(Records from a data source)
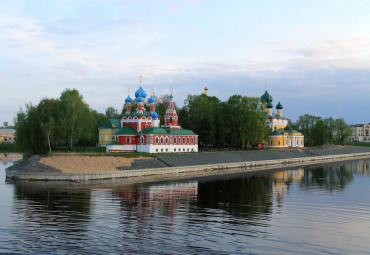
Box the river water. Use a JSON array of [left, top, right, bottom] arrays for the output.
[[1, 154, 370, 254]]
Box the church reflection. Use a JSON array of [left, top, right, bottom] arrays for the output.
[[0, 153, 22, 164], [116, 181, 198, 217], [270, 169, 305, 206], [345, 159, 370, 175]]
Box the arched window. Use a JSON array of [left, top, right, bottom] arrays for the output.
[[165, 137, 169, 144], [174, 137, 177, 144], [155, 137, 159, 143], [141, 136, 144, 144], [161, 137, 164, 143]]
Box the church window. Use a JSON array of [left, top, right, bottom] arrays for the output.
[[126, 137, 130, 143], [99, 135, 102, 141], [161, 137, 164, 143], [191, 137, 194, 144], [166, 148, 168, 152], [174, 148, 176, 152], [155, 137, 159, 143], [161, 149, 163, 152], [183, 148, 185, 151], [270, 141, 273, 145], [165, 137, 169, 144], [141, 136, 144, 144], [174, 137, 177, 144], [278, 141, 280, 145], [187, 137, 189, 143], [105, 134, 109, 141], [183, 137, 185, 144], [156, 149, 158, 152]]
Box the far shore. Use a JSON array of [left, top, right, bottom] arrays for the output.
[[5, 145, 370, 182]]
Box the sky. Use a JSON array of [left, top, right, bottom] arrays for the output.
[[1, 0, 369, 126]]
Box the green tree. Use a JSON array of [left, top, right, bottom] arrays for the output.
[[37, 98, 61, 152], [155, 94, 172, 125], [310, 118, 330, 146], [179, 94, 220, 148], [14, 104, 45, 154], [324, 117, 335, 144], [105, 107, 120, 119], [3, 122, 8, 129], [333, 118, 352, 145], [79, 109, 106, 147], [59, 89, 90, 151], [241, 97, 268, 148]]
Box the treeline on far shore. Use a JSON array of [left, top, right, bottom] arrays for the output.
[[11, 88, 354, 155]]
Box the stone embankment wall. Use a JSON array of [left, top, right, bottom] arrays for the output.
[[6, 147, 370, 182]]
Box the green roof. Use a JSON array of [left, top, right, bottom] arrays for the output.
[[114, 126, 137, 135], [282, 126, 300, 133], [276, 101, 283, 109], [141, 127, 168, 135], [269, 130, 282, 135], [107, 141, 121, 145], [99, 119, 121, 129], [260, 90, 273, 103], [165, 128, 197, 135], [121, 110, 152, 117], [265, 112, 289, 120]]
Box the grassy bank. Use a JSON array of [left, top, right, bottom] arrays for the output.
[[0, 143, 18, 152], [48, 146, 153, 158], [347, 142, 370, 147]]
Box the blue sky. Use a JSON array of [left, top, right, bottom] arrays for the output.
[[1, 0, 369, 125]]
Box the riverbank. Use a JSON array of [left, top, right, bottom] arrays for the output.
[[5, 146, 370, 182]]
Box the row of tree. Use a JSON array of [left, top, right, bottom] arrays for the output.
[[178, 94, 268, 149], [15, 89, 106, 154], [13, 88, 353, 154], [291, 114, 352, 146]]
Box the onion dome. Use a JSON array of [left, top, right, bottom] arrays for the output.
[[260, 90, 273, 103], [135, 86, 147, 98], [136, 95, 144, 102], [125, 95, 132, 103], [148, 95, 156, 103], [169, 93, 173, 99], [276, 101, 283, 109], [267, 102, 273, 108], [151, 110, 158, 120]]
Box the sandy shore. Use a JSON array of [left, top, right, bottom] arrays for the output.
[[40, 155, 140, 173]]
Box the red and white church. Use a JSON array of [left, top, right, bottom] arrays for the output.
[[104, 83, 198, 153]]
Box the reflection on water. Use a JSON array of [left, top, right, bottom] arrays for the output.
[[0, 153, 22, 164], [1, 158, 370, 254], [301, 164, 354, 191]]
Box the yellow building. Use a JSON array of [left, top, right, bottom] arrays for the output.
[[260, 89, 304, 148], [98, 119, 121, 146]]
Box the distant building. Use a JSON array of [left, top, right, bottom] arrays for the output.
[[98, 80, 198, 153], [0, 129, 15, 143], [260, 89, 304, 148], [347, 123, 370, 142]]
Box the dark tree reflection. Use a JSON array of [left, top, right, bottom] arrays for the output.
[[13, 183, 92, 223], [300, 165, 354, 191], [196, 175, 274, 219]]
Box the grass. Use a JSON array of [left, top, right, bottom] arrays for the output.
[[347, 142, 370, 147], [0, 142, 18, 152], [48, 146, 153, 158]]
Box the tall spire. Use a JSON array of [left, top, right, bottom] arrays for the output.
[[139, 75, 143, 87], [162, 90, 180, 129], [204, 79, 208, 96]]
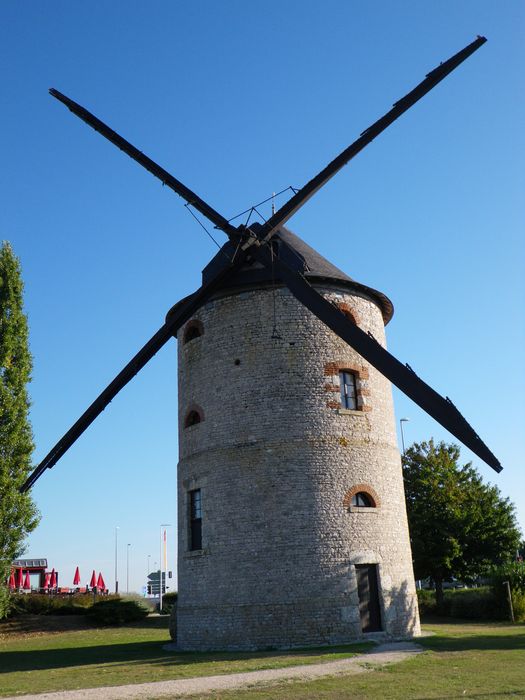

Work to be completed: Repeat the records in full, exactly as they appear, but with the pictures removed.

Task solution:
Box the river water. Use a JSON array of [left, top, right, bottom] arrays for the output.
[[1, 154, 370, 254]]
Box the church reflection. Use a JSON array of [left, top, right, bottom] arrays for the output.
[[0, 153, 22, 164], [116, 181, 198, 217], [270, 169, 305, 206], [345, 159, 370, 175]]
Box the arched window. Use a JSON array of [left, top, right, bottom] arrays for the output.
[[165, 137, 169, 144], [174, 137, 177, 144], [155, 137, 159, 143], [141, 136, 144, 144], [161, 137, 164, 143]]
Box the church window. Use a JSON array of [left, top, right, bottom] arrays for the output.
[[126, 137, 130, 143], [99, 135, 102, 141], [161, 137, 164, 143], [191, 137, 194, 144], [166, 148, 168, 152], [174, 148, 176, 152], [155, 137, 159, 143], [161, 149, 163, 152], [183, 148, 185, 151], [270, 141, 273, 145], [165, 137, 169, 144], [141, 136, 144, 144], [174, 137, 177, 144], [278, 141, 280, 145], [187, 137, 189, 143], [105, 134, 109, 141], [183, 137, 185, 144], [156, 149, 158, 152]]
Box the far shore. Use a JSON array of [left, top, right, bottom] arrays for the output.
[[5, 145, 370, 182]]
Box the sky. Use a JSON array of [left, top, right, bottom] arrays for the output.
[[1, 0, 369, 126]]
Box the green tree. Use a JSON array of [left, top, right, bottom] arrays for the output.
[[37, 98, 61, 152], [155, 94, 172, 125], [310, 118, 330, 146], [179, 94, 220, 148], [14, 104, 45, 154], [324, 117, 335, 144], [105, 107, 120, 119], [3, 122, 8, 129], [333, 118, 352, 145], [79, 109, 106, 147], [59, 89, 90, 151], [241, 97, 268, 148]]
Box the treeline on far shore. Use a JSON array of [left, top, right, bottom] arrays for the output.
[[11, 88, 354, 155]]
Box the stone embankment wall. Use a JSON array of [left, top, right, bottom] arrays for the output.
[[6, 147, 370, 182]]
Box the green roof. Use a JSON array of [left, top, right, bottom] arrays for the output.
[[114, 126, 137, 135], [282, 126, 300, 133], [276, 101, 283, 109], [141, 127, 168, 135], [269, 130, 282, 135], [107, 141, 121, 145], [99, 119, 121, 129], [260, 90, 273, 103], [165, 128, 197, 135], [121, 110, 152, 117], [265, 112, 289, 120]]
Box the grassy bank. Use a JSON array of [left, top, right, bottom] arrays for the output.
[[0, 143, 18, 152], [48, 146, 153, 158], [347, 142, 370, 147]]
Box the blue sky. Use a JSON array of [left, top, right, bottom] arrays for the output.
[[1, 0, 369, 125]]
Box the riverbank. Use a JSON array of [left, top, right, bottom] arrays for the output.
[[5, 146, 370, 182]]
Box the row of tree. Use a JSON array of [left, top, right, bottom] arrays for the output.
[[178, 94, 268, 149], [15, 89, 106, 154], [13, 88, 353, 154], [291, 114, 352, 146]]
Box the onion dome. Use a JSON array of [left, top, right, bottom] arrays for the output.
[[260, 90, 273, 103], [135, 86, 147, 98], [136, 95, 144, 102], [125, 95, 132, 103], [148, 95, 156, 103], [169, 93, 173, 99], [276, 101, 283, 109], [267, 102, 273, 108], [151, 110, 158, 120]]
Box the sandy shore. Use a JSON array of [left, top, right, bottom] arrays for the output.
[[40, 155, 140, 173]]
Box the red and white church. Use a JSON array of [left, top, right, bottom] arrays for the output.
[[104, 83, 198, 153]]
Box the reflection on water. Use a JSON array of [left, top, right, bottom] arrays for the output.
[[0, 153, 22, 164], [1, 158, 370, 254], [301, 164, 354, 191]]
Box the yellow building. Use a JSON array of [left, top, right, bottom] arrays for the output.
[[260, 89, 304, 148], [98, 119, 121, 146]]
Box the distant building. Use a JSON array of [left, top, right, bottom] arrays for the output.
[[98, 80, 198, 153], [0, 129, 15, 143], [260, 89, 304, 148], [347, 123, 370, 142]]
Box the dark tree reflection. Use a JSON array of [left, top, right, bottom] arrays for the output.
[[13, 183, 92, 223], [300, 165, 354, 191], [196, 175, 274, 219]]
Box the grass. Use a JSON array of [left, top, right, bottom] arrays for the output.
[[347, 142, 370, 147], [0, 142, 18, 152], [48, 146, 153, 158]]
Box the tall spire. Use a JSON array of [left, top, right, bottom] arrays for the output.
[[139, 75, 143, 87], [162, 90, 180, 129], [204, 79, 208, 96]]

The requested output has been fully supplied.